[Natural-language object grounding data]
***
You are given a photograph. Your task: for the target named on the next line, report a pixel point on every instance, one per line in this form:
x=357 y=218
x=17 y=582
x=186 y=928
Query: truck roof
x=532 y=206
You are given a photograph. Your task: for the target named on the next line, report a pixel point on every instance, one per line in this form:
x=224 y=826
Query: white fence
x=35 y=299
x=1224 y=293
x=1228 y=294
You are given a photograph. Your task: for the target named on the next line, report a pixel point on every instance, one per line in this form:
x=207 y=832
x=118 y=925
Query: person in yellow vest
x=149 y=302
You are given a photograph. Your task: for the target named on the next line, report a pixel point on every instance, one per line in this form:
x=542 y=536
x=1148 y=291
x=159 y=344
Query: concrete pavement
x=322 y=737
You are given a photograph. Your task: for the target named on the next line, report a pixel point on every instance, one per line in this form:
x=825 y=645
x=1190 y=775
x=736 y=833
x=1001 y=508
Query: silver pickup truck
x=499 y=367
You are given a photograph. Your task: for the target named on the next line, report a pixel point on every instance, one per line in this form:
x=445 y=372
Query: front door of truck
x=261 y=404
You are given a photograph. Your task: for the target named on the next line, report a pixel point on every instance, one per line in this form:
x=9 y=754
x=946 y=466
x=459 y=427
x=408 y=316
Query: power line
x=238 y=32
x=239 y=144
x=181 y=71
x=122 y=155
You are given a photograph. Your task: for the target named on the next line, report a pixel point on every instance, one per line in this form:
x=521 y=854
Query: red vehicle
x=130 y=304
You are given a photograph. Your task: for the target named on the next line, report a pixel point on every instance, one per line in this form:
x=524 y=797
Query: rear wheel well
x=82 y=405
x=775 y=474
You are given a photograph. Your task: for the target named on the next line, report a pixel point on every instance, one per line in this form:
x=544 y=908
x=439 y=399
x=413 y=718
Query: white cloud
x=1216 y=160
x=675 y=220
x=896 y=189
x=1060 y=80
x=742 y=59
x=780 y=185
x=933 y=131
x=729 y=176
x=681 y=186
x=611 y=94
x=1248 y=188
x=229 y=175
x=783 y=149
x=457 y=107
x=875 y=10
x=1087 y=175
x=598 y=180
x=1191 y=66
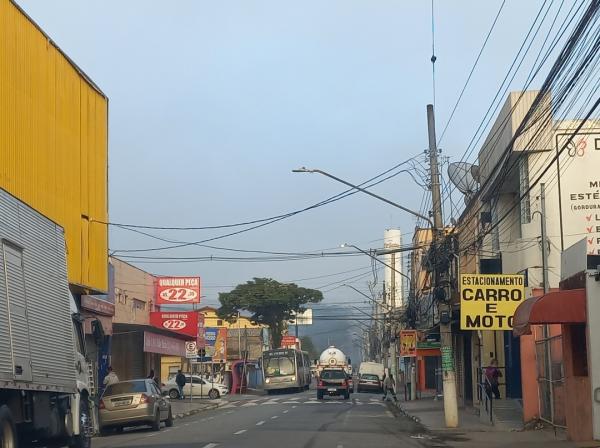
***
--- What is needed ---
Leaving every picture out, output the data exactly as it stands.

--- Written answer ---
You are given a photograph. Your task: for the target named on the next line, report a pixel point on every instance, one per line in this form:
x=357 y=218
x=17 y=582
x=186 y=928
Query: truck roof
x=532 y=206
You are given a photograph. Your task: for the target named on the next line, report a pixel point on every instance, one per line in this form:
x=224 y=826
Query: white fence
x=35 y=299
x=1224 y=293
x=1228 y=294
You are given a photograph. Your task: for the target named on the next line, report a pixel point on every instance, one per line in this form:
x=207 y=832
x=118 y=925
Query: person in yellow vest
x=149 y=302
You are given a photograph. Your task: for the target named on the next line, report a pixel point on every instance, one per line in this form:
x=542 y=536
x=1148 y=291
x=159 y=344
Query: concrete pavement
x=322 y=737
You are given a photograph. Your task: for the target named on the next line, report a pixel point on every instance, one per line in this form:
x=825 y=645
x=1190 y=775
x=736 y=833
x=1001 y=508
Query: silver pickup truck
x=499 y=367
You are given a photograph. Your task: for the target named on the next line, report a pixel point on every instance, one per line in this form:
x=445 y=372
Query: front door of truck
x=261 y=404
You are given a photograph. Your task: for the target named on the next line, report a pixel point on every instance, one per line in this form:
x=9 y=754
x=946 y=466
x=459 y=427
x=408 y=316
Query: power line
x=238 y=32
x=239 y=144
x=181 y=71
x=122 y=155
You are given a photograph. Your task: for the target named on the next line, report a pixel point on every instance, one per line in this form:
x=521 y=854
Query: red vehicle
x=130 y=304
You are given a photograph. Your task: for the target named on the next line, report a pixel point on every instance, one per line in this form:
x=524 y=797
Query: rear wheel well
x=82 y=405
x=775 y=474
You are given a photograph. Your task: for the target named on the next line, report a pixel point on every instance, one per line in this form:
x=544 y=908
x=439 y=399
x=413 y=718
Query: white cloud
x=1216 y=160
x=675 y=220
x=896 y=189
x=1060 y=80
x=742 y=59
x=780 y=185
x=933 y=131
x=729 y=176
x=681 y=186
x=611 y=94
x=1248 y=188
x=229 y=175
x=783 y=149
x=457 y=107
x=875 y=10
x=1087 y=175
x=598 y=180
x=1191 y=66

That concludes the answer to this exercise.